**Point labeling data based on photos**

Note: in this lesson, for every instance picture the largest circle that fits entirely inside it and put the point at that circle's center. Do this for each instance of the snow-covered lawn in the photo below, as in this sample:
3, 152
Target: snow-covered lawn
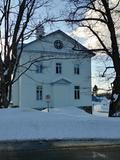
59, 123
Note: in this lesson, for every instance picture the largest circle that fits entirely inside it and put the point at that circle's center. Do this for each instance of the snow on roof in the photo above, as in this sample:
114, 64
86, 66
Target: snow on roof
59, 123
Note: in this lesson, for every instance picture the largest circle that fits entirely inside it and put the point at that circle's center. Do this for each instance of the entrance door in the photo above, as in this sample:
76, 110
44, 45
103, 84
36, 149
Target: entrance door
61, 94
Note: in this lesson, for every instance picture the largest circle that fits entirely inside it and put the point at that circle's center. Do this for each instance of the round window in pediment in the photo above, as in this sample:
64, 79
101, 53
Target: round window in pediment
58, 44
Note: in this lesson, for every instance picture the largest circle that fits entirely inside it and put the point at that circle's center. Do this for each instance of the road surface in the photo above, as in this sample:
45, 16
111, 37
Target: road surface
60, 150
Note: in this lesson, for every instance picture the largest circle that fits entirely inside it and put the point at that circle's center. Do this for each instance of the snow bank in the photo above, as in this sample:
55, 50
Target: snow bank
59, 123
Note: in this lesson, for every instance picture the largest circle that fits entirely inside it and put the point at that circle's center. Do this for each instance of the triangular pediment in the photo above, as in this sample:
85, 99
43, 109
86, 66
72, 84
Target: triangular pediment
48, 44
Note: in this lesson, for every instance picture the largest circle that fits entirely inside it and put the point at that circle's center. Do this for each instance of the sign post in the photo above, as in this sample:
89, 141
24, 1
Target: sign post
48, 98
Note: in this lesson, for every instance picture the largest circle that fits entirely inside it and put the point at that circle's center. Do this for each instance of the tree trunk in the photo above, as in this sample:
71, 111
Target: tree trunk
4, 102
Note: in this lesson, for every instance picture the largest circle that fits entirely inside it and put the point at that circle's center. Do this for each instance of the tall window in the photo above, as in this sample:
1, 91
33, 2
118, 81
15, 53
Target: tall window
76, 69
39, 68
39, 93
76, 92
58, 68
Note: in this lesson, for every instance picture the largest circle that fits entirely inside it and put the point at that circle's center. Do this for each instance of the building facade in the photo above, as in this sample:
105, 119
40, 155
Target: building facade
58, 73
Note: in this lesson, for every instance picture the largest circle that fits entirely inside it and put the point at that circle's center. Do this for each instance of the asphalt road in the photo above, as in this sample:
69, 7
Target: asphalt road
57, 150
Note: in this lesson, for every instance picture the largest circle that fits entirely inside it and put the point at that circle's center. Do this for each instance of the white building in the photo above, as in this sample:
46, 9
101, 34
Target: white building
60, 72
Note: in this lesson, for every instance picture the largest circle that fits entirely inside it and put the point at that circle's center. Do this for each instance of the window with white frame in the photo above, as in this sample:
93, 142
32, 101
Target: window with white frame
39, 68
76, 92
58, 68
39, 93
76, 69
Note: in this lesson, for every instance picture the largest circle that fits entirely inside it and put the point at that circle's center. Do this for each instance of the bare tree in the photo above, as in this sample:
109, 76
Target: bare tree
100, 17
15, 28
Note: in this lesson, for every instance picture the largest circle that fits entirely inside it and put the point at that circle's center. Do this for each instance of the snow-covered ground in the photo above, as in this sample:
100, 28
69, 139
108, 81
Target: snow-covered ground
59, 123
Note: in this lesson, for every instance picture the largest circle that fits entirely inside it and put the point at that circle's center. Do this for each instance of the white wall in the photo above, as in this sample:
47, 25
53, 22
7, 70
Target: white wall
29, 81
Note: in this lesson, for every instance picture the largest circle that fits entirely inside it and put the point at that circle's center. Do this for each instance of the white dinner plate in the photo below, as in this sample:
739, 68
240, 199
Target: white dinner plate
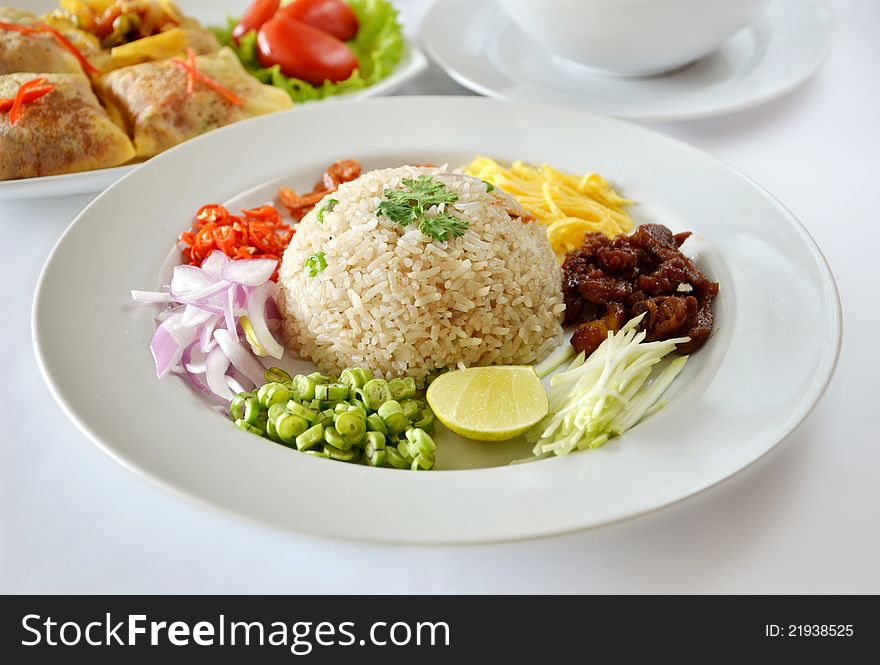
481, 48
772, 353
210, 13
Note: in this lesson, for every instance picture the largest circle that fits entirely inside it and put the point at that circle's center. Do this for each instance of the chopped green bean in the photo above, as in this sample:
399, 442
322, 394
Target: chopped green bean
375, 393
376, 424
304, 387
338, 453
351, 427
395, 420
411, 409
334, 438
276, 411
276, 375
289, 426
273, 393
374, 449
422, 462
317, 377
376, 440
356, 377
355, 417
426, 422
271, 432
402, 388
420, 442
301, 411
395, 459
236, 407
361, 411
251, 410
332, 392
404, 450
310, 438
247, 427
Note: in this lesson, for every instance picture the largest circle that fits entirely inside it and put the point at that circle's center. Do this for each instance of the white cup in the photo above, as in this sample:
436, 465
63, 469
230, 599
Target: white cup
632, 37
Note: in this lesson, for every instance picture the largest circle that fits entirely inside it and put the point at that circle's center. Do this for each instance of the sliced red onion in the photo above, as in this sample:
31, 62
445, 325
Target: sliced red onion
249, 272
206, 338
241, 358
215, 263
229, 312
205, 295
215, 373
242, 380
195, 379
234, 385
201, 340
165, 349
194, 316
150, 296
256, 309
186, 280
272, 311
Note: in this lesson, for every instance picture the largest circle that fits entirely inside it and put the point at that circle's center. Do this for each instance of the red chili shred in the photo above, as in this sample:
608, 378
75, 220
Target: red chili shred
259, 233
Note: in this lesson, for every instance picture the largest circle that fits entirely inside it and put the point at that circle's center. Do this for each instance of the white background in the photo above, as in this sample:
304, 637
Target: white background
802, 519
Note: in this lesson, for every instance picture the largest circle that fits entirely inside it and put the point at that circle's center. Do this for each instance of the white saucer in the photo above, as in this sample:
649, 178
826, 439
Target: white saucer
478, 46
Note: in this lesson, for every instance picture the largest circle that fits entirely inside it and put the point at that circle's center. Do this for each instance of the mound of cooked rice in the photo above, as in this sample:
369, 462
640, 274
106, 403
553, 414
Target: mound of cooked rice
398, 302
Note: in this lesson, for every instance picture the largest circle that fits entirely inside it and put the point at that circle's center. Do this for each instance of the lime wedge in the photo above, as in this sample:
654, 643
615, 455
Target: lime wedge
488, 403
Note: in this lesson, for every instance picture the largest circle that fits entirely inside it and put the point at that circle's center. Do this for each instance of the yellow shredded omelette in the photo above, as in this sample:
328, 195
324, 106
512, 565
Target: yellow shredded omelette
568, 205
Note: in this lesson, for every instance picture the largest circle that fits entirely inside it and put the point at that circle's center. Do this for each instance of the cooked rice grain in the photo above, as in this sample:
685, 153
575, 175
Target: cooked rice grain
398, 302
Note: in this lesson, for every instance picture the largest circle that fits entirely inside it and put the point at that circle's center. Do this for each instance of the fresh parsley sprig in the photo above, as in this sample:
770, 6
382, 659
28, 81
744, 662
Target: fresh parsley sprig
410, 205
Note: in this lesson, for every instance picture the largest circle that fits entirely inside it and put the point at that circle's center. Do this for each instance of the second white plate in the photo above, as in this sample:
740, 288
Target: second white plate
481, 48
211, 13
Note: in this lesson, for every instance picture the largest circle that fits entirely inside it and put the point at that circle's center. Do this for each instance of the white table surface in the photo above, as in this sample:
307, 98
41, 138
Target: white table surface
802, 519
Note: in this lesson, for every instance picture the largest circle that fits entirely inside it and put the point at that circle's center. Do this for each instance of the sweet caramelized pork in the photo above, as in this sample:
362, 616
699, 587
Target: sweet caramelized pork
608, 281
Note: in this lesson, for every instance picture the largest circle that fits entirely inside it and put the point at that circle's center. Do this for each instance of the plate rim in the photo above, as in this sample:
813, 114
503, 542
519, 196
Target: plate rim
808, 71
806, 401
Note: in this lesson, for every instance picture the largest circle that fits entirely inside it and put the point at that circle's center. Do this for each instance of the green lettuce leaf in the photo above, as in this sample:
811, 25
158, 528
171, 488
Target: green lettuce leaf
379, 46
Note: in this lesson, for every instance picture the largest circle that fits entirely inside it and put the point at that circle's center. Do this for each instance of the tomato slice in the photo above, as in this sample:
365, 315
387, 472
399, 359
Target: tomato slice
254, 17
331, 16
304, 52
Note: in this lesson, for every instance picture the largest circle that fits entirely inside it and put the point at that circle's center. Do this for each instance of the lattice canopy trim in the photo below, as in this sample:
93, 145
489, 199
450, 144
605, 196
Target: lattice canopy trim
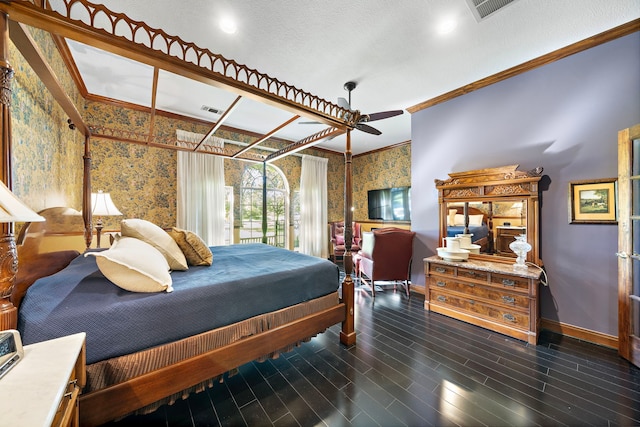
98, 18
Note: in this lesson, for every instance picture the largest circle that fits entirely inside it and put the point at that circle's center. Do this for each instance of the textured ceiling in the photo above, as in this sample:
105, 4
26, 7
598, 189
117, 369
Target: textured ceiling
391, 49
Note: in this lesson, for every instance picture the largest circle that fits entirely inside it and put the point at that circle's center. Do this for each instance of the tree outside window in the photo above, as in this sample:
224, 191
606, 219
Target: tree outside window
251, 206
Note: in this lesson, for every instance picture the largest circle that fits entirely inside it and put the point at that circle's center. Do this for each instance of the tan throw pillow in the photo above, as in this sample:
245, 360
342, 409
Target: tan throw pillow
134, 265
194, 248
158, 238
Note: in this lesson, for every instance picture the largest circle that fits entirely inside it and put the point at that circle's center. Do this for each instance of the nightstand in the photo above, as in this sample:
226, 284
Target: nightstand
43, 388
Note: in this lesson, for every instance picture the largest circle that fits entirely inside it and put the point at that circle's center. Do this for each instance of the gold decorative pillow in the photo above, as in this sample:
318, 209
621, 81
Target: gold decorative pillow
134, 265
194, 248
158, 238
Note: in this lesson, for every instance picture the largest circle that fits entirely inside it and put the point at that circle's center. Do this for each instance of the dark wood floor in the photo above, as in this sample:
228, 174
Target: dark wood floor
413, 368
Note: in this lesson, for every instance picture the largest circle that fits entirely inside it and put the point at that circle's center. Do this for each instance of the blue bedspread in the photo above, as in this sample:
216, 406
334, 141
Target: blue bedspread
244, 281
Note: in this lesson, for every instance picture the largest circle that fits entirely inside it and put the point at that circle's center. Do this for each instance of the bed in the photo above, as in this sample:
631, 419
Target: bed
481, 229
164, 368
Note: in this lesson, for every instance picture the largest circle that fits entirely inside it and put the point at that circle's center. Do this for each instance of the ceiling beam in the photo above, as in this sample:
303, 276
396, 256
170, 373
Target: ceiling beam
154, 93
220, 121
27, 46
266, 136
258, 86
316, 138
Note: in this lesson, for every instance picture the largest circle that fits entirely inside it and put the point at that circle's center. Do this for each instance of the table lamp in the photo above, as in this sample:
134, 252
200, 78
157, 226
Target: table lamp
102, 205
11, 210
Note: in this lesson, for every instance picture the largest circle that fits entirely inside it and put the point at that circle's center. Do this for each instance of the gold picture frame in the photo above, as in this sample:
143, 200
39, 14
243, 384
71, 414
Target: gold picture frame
593, 201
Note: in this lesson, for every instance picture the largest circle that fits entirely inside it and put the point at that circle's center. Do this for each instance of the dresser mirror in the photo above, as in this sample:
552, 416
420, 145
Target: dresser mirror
493, 206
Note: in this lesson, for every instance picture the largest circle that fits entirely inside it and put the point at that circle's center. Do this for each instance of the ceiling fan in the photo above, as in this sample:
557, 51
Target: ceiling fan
362, 119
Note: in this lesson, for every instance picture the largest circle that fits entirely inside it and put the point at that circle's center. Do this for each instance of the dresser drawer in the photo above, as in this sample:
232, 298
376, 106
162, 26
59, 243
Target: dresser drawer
465, 273
489, 294
514, 283
442, 269
495, 313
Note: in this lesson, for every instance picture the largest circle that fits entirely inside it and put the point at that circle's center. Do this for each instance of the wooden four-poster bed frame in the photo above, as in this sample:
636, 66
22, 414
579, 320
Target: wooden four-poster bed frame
173, 54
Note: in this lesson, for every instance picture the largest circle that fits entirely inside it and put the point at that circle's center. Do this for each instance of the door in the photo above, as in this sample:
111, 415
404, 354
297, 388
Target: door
629, 244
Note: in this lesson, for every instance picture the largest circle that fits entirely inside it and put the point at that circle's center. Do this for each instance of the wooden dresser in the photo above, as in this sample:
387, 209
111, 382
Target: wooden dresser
504, 236
493, 295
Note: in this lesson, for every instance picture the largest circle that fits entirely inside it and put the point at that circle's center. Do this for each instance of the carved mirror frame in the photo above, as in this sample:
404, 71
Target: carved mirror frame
494, 185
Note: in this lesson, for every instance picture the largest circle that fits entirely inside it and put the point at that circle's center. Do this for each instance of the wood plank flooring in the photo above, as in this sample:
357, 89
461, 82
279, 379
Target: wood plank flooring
414, 368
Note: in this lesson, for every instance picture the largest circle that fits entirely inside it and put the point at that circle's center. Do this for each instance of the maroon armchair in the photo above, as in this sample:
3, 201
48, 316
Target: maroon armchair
387, 258
337, 240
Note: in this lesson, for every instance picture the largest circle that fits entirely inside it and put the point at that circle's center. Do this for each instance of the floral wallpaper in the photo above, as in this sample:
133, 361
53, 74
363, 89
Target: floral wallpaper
48, 164
46, 154
379, 169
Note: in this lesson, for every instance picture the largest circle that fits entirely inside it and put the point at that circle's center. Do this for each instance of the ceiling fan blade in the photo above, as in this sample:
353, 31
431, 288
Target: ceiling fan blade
384, 115
368, 129
344, 103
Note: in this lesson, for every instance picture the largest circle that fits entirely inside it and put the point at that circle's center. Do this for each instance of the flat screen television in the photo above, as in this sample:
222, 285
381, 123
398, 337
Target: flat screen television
390, 204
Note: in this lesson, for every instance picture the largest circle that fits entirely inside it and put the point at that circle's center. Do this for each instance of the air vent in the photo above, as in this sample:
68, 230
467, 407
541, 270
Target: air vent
211, 110
482, 9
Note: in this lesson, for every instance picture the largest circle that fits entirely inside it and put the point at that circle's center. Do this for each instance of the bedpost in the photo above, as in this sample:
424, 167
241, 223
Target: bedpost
348, 335
8, 253
86, 193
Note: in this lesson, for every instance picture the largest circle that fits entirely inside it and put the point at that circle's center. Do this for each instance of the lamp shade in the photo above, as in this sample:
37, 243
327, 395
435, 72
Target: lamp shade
13, 210
102, 205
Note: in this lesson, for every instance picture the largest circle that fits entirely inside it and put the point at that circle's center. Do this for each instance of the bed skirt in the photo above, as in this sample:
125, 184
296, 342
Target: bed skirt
120, 369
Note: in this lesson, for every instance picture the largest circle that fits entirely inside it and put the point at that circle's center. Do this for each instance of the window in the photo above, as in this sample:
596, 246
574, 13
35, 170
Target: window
251, 206
228, 215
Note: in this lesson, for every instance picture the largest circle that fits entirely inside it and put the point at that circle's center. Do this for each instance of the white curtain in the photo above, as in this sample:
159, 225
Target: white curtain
201, 191
313, 207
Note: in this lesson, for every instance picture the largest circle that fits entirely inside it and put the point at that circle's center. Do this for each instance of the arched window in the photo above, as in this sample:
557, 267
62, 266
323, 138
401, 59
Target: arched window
277, 206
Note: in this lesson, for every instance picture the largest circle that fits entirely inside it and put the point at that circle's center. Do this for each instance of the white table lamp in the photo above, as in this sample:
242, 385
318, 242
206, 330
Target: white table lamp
102, 205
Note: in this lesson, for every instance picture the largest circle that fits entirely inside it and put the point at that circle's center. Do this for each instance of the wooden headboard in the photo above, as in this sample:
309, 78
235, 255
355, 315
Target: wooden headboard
44, 248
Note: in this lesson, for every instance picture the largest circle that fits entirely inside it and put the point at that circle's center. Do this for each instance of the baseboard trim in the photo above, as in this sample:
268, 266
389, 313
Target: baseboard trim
580, 333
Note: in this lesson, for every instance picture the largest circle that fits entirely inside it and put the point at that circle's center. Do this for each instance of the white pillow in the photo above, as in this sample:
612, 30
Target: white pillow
475, 220
156, 237
134, 265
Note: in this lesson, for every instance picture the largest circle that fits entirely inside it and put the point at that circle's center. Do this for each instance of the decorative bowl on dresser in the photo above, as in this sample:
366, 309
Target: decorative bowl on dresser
487, 290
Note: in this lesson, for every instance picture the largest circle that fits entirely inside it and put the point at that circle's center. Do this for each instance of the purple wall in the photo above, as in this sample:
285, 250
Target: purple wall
564, 117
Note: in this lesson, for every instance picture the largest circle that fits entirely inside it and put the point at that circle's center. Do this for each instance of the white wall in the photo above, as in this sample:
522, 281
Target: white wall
564, 117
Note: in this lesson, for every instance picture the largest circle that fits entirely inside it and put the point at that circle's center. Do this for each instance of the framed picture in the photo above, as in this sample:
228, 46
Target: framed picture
593, 201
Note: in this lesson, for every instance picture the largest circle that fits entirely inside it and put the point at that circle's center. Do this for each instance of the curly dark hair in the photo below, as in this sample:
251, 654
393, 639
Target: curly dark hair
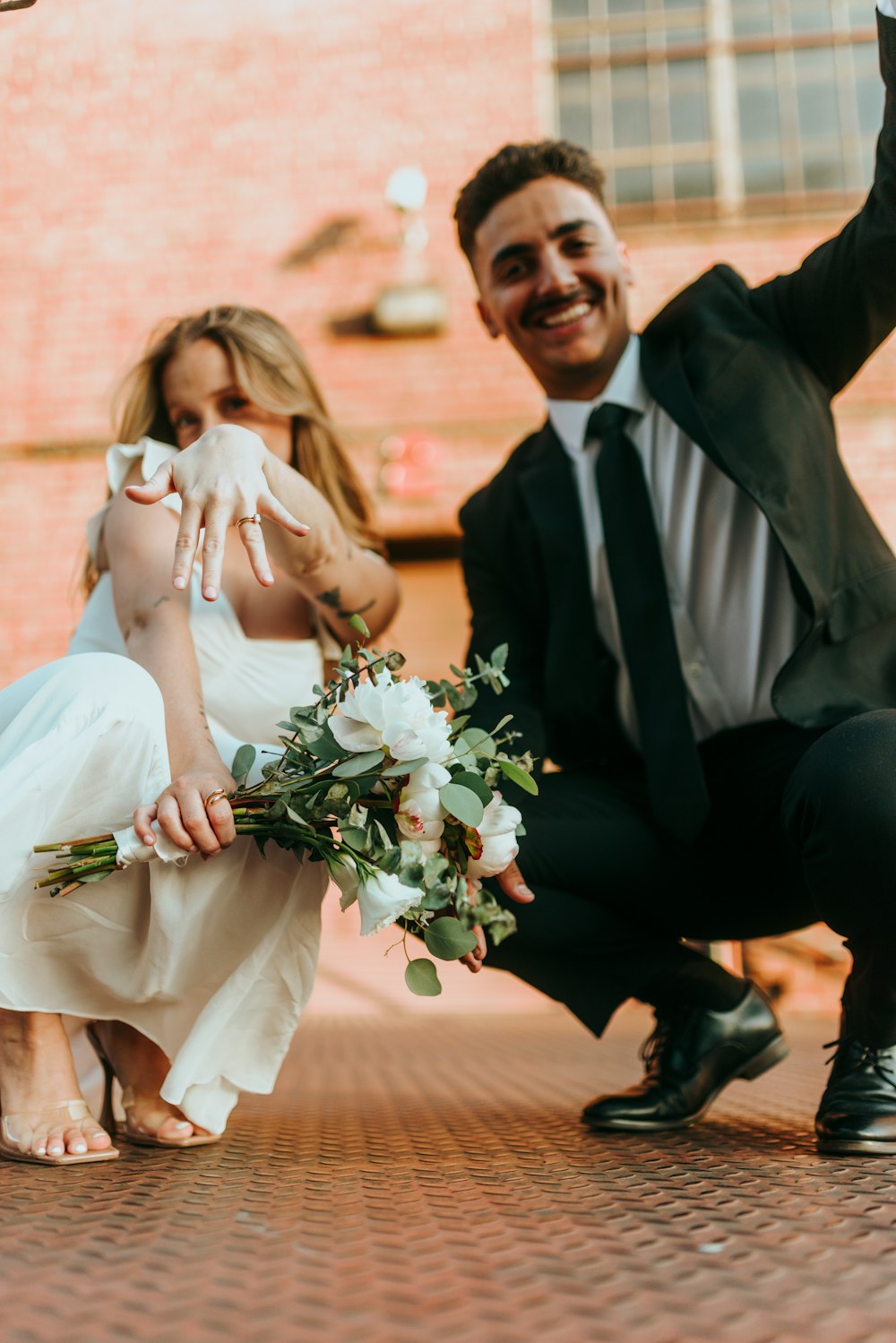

**Goal**
Extract each line of the items above that contains the string “curly”, treating uppercase and lowercase letters as distinct.

**Final answer**
Note: in this lesson, for every instance picture the largest circle that fits entirely inside it and put the point at that circle's center. Do this for each instance of the curly dark hair in the photo below, as in this sample:
Target: curly dark hair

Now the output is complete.